━━━ SUPPLIED MATERIAL ━━━

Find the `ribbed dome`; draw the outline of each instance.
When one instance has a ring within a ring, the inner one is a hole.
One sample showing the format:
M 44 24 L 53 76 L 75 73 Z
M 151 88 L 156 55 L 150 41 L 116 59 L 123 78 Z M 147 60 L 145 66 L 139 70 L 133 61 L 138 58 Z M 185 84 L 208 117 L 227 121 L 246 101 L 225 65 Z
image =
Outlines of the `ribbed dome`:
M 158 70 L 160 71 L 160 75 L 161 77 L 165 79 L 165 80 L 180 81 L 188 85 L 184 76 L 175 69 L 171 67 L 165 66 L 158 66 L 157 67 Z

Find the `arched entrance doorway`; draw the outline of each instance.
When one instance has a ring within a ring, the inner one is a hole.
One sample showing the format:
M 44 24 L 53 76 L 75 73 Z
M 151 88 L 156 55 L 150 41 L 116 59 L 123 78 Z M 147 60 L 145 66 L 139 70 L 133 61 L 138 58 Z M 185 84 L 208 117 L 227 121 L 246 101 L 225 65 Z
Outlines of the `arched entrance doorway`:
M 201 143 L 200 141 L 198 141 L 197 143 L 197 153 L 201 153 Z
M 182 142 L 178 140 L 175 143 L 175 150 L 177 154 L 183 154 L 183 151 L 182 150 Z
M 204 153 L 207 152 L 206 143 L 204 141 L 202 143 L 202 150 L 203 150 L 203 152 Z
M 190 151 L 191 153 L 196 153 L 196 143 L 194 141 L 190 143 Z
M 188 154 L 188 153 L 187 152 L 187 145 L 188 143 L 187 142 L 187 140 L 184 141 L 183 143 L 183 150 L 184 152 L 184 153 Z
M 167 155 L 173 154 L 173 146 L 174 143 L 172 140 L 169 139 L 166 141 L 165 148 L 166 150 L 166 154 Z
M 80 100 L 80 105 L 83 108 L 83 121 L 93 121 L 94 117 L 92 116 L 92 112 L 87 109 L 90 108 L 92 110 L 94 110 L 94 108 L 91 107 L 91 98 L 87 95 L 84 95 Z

━━━

### [SHORT PROBLEM]
Rewrite all of the material above as a numbered list with one line per entry, dropping any blank lines.

### [OUTPUT]
1. Find the `ribbed dome`; draw the outline of each instance.
2. When one instance has a ring within a ring, the inner one is a hole.
3. One sample showing the format:
4. M 44 24 L 53 76 L 75 73 Z
5. M 151 88 L 156 55 L 150 41 L 116 59 L 123 78 Z M 147 60 L 145 66 L 139 70 L 133 61 L 138 58 Z M 185 84 L 208 117 L 227 121 L 246 101 L 225 65 Z
6. image =
7. Outlines of the `ribbed dome`:
8. M 158 70 L 160 71 L 160 75 L 161 77 L 165 79 L 165 80 L 180 81 L 188 85 L 184 76 L 175 69 L 171 67 L 165 66 L 158 66 L 157 67 Z
9. Find the `arched entrance doorway`; draw the outline of each instance.
10. When one instance has a ring within a ring, the inner one is a hole.
11. One sample showing the format:
12. M 44 24 L 53 76 L 75 73 Z
13. M 151 88 L 156 55 L 150 41 L 116 59 L 123 78 Z M 147 60 L 145 66 L 139 70 L 133 61 L 138 58 Z M 185 84 L 208 117 L 227 121 L 246 101 L 225 65 Z
14. Outlines of the `arched entrance doorway`:
15. M 201 143 L 200 141 L 198 141 L 197 143 L 197 153 L 201 153 Z
16. M 182 142 L 178 140 L 175 143 L 175 150 L 177 154 L 183 154 L 183 151 L 182 150 Z
17. M 204 153 L 207 152 L 206 143 L 204 141 L 202 143 L 202 150 L 203 150 L 203 152 Z
18. M 190 151 L 191 153 L 196 153 L 196 143 L 194 141 L 190 143 Z
19. M 188 154 L 188 153 L 187 152 L 187 145 L 188 143 L 187 142 L 187 140 L 184 141 L 183 143 L 183 150 L 184 152 L 184 153 Z
20. M 167 155 L 173 154 L 173 146 L 174 143 L 172 140 L 169 139 L 166 141 L 165 148 L 166 150 L 166 154 Z
21. M 80 100 L 80 105 L 83 108 L 83 121 L 93 121 L 94 117 L 92 116 L 92 112 L 87 109 L 90 108 L 92 110 L 94 110 L 94 108 L 91 107 L 91 98 L 87 95 L 84 95 Z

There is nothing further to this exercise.